Give back exactly the lines that run from the line containing "of the electrical" through the end of the listing below. Leave out every other line.
+ + +
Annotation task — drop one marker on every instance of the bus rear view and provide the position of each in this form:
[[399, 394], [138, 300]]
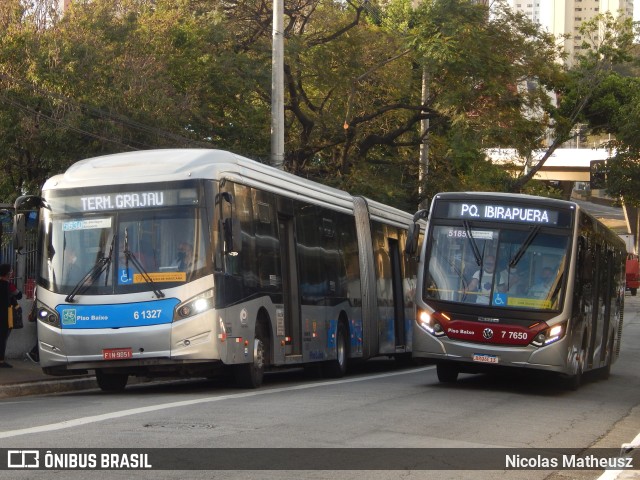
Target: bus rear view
[[518, 281]]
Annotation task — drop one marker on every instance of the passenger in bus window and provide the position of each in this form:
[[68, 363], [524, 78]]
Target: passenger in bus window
[[541, 288], [482, 280]]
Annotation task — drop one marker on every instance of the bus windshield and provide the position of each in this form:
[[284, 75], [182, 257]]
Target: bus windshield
[[509, 267], [124, 251]]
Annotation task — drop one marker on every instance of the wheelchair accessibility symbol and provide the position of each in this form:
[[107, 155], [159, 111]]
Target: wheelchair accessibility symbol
[[499, 299], [125, 276]]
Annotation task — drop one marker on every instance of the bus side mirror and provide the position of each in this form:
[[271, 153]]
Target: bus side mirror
[[19, 232], [232, 236]]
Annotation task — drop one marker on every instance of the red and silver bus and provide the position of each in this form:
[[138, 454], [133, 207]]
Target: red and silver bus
[[517, 281]]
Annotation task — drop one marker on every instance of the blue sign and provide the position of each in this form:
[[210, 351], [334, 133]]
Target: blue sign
[[118, 315]]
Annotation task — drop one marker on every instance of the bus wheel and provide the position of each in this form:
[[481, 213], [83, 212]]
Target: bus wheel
[[447, 372], [111, 382], [337, 367], [250, 375]]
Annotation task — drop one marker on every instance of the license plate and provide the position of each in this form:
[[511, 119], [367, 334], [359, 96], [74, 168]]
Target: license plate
[[484, 358], [117, 353]]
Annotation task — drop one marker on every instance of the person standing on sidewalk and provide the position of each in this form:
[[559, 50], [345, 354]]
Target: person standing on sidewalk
[[6, 297]]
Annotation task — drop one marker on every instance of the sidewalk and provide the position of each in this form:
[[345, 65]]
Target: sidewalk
[[26, 378]]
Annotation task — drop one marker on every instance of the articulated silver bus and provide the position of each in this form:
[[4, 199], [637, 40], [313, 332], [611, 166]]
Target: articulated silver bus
[[518, 281], [177, 262]]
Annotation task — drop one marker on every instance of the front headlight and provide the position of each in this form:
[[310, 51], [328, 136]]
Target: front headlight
[[198, 304], [549, 335]]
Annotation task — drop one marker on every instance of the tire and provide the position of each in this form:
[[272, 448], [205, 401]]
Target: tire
[[111, 382], [337, 367], [447, 372], [251, 375]]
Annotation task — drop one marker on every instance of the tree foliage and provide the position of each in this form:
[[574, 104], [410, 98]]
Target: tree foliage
[[116, 75]]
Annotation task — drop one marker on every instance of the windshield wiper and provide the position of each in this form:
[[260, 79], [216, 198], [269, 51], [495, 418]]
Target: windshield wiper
[[472, 242], [93, 274], [525, 245], [128, 255]]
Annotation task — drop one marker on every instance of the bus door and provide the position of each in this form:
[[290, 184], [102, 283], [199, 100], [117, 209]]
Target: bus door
[[398, 295], [290, 291]]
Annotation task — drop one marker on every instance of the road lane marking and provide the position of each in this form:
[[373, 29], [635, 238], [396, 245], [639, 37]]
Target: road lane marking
[[185, 403]]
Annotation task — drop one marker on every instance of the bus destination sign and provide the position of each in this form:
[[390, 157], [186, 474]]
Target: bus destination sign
[[503, 213]]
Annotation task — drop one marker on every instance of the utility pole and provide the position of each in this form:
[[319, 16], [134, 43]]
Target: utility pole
[[277, 86]]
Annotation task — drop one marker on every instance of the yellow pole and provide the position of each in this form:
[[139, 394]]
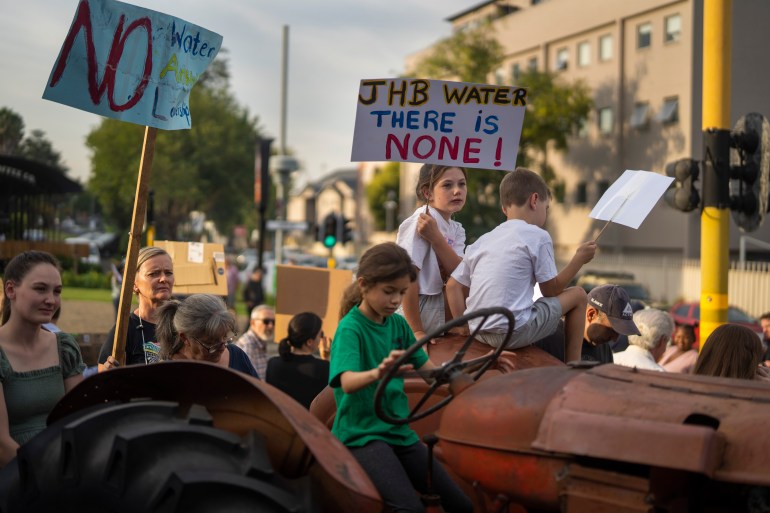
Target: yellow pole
[[717, 25]]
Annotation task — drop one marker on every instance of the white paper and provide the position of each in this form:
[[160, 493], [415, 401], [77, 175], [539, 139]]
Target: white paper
[[195, 252], [630, 199]]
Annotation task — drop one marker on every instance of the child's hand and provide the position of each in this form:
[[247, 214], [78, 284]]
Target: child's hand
[[388, 362], [585, 252], [428, 228], [324, 348]]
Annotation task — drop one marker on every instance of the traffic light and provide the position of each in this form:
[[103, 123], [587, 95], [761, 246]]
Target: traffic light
[[345, 232], [683, 195], [750, 171], [329, 232]]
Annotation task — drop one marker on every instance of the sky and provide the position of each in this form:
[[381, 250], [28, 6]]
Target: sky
[[333, 44]]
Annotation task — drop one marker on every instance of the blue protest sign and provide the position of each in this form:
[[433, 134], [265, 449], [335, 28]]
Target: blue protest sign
[[132, 64]]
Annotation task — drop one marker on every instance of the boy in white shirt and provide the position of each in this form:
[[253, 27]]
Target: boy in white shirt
[[502, 267]]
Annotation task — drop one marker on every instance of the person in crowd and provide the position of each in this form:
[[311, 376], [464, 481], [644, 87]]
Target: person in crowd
[[253, 292], [655, 329], [435, 242], [764, 321], [502, 267], [296, 370], [256, 339], [231, 274], [200, 328], [116, 283], [37, 367], [732, 351], [153, 286], [368, 340], [608, 314], [680, 356]]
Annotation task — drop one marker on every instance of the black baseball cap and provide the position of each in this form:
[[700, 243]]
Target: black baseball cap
[[614, 302]]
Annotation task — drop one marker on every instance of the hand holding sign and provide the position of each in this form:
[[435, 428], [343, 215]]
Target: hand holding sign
[[630, 199]]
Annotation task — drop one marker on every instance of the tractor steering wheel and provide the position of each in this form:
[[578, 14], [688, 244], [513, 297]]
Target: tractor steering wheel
[[452, 370]]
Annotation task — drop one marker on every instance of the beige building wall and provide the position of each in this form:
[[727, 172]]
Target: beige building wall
[[554, 31]]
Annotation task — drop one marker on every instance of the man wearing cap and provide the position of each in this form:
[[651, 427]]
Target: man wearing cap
[[257, 338], [608, 314]]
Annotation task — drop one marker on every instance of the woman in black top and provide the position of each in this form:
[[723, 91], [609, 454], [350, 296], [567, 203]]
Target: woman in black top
[[153, 285], [297, 371]]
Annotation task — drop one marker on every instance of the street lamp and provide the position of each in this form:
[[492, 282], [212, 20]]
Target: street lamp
[[282, 166], [390, 211]]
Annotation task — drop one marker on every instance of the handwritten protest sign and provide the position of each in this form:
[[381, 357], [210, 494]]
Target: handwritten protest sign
[[132, 64], [630, 199], [439, 122]]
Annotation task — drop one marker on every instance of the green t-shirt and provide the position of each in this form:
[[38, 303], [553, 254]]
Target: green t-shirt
[[361, 344]]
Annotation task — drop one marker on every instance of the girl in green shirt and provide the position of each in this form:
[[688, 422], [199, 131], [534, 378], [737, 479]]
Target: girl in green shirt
[[368, 340]]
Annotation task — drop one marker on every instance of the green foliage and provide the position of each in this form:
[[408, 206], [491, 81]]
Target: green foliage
[[11, 131], [384, 181], [93, 279], [555, 110], [208, 168]]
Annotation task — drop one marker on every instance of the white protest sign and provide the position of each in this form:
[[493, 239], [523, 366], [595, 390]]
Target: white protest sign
[[439, 122], [630, 199]]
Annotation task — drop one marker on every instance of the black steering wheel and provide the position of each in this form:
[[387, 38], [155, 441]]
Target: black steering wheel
[[451, 370]]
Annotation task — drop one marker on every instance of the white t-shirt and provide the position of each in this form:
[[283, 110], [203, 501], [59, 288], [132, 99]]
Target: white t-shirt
[[422, 254], [501, 269], [635, 356]]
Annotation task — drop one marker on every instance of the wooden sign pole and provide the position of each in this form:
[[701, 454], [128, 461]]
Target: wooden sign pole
[[134, 244]]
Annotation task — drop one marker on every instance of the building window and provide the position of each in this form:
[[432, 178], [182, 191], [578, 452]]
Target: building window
[[562, 58], [644, 35], [581, 193], [669, 113], [640, 116], [605, 120], [673, 25], [584, 54], [605, 47]]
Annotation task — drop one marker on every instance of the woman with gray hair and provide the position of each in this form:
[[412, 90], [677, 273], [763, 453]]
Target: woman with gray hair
[[656, 328], [153, 286], [200, 328]]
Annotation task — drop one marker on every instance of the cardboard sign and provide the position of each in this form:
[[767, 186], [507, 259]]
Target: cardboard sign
[[630, 199], [129, 63], [309, 289], [439, 122], [199, 268]]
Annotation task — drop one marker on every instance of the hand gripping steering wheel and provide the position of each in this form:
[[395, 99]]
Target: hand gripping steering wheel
[[452, 371]]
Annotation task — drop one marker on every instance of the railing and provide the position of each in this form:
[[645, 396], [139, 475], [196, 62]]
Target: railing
[[672, 279]]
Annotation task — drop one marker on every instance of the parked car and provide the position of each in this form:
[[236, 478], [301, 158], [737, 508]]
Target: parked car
[[689, 313]]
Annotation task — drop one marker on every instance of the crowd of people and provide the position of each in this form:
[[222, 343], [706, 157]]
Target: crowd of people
[[402, 292]]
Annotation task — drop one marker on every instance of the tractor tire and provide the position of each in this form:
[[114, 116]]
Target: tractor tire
[[146, 456]]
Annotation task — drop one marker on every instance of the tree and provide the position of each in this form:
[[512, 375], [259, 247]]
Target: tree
[[378, 192], [208, 168], [37, 147], [11, 131], [554, 111]]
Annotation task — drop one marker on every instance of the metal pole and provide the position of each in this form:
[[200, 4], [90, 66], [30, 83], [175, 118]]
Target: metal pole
[[715, 218]]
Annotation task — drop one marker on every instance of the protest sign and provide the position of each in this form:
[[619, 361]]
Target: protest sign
[[129, 63], [439, 122], [135, 65], [630, 199]]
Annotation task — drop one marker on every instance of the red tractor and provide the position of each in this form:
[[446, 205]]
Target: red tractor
[[530, 435]]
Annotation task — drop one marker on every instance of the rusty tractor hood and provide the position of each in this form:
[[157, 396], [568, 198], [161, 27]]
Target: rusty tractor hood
[[298, 443], [712, 426]]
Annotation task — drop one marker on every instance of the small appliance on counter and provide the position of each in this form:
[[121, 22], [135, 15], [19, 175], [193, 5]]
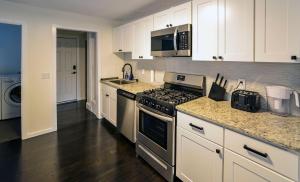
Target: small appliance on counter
[[217, 91], [279, 99], [245, 100]]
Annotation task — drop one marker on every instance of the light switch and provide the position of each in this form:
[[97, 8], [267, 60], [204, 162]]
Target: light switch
[[45, 76]]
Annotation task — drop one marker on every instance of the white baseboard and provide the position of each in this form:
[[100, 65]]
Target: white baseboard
[[38, 133]]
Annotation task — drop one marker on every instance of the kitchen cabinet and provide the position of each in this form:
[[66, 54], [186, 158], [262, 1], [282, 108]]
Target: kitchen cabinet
[[198, 159], [277, 28], [205, 38], [223, 30], [257, 161], [109, 103], [178, 15], [239, 168], [123, 38], [142, 38]]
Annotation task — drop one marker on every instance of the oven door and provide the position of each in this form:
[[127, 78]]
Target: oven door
[[157, 132]]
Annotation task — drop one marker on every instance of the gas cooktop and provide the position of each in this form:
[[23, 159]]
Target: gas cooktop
[[177, 90]]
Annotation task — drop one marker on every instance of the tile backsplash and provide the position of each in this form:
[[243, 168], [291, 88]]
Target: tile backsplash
[[257, 75]]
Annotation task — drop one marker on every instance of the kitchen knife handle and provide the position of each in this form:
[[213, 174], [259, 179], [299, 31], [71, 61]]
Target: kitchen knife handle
[[217, 77], [225, 84], [221, 80]]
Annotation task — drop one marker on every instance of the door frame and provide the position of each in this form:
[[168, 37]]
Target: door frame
[[97, 32], [23, 25], [77, 62]]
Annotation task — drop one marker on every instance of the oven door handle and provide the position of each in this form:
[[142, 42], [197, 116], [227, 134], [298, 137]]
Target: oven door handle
[[164, 118]]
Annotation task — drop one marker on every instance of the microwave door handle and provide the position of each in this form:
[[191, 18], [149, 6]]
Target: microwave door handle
[[175, 39]]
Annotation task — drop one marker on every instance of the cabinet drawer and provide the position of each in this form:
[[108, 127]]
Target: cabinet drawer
[[271, 157], [202, 128]]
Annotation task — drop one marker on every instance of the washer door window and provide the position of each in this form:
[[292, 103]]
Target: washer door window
[[13, 95]]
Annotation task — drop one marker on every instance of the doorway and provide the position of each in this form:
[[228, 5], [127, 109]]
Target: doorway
[[10, 81], [75, 53], [71, 66]]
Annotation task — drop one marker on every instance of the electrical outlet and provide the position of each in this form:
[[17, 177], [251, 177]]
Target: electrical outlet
[[241, 84]]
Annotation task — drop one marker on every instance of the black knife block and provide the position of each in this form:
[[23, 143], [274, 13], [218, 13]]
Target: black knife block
[[217, 92]]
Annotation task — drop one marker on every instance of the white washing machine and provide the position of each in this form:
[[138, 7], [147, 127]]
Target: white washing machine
[[11, 97]]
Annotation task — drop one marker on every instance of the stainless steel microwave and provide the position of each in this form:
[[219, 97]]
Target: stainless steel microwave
[[172, 42]]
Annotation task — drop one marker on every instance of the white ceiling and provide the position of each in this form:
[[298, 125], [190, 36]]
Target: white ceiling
[[113, 10]]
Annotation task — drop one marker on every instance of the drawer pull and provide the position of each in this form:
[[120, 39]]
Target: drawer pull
[[265, 155], [197, 127]]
+ + +
→ **FULL ANSWER**
Annotation task — drop one marker on every instance of the electrical outlet and provide the position of each in this form:
[[17, 177], [251, 177]]
Target: electrical outlet
[[241, 84]]
Annotation task — drop one marker on every instance of the black knife block and provide the position of each in this form:
[[23, 143], [274, 13], [218, 13]]
Target: black knife block
[[217, 92]]
Annotation task — drop one marker on every instance of the white washing machine and provide the position of each in this form:
[[138, 7], [147, 127]]
Target: white washing machine
[[11, 97]]
Annotation task — drop one marker on every instance of the stainless steel microwave and provide the position of each in this form:
[[219, 97]]
Target: stainless steel microwave
[[172, 42]]
Annotation task — drop one marker on every instance of the white ceiling and provide the position of each in this form:
[[298, 125], [190, 36]]
Target: white ceiling
[[113, 10]]
Annotation task — drop one marker on every instance of the drawer pull and provide the position of each in this form:
[[120, 39]]
Target: drawer pull
[[265, 155], [197, 127]]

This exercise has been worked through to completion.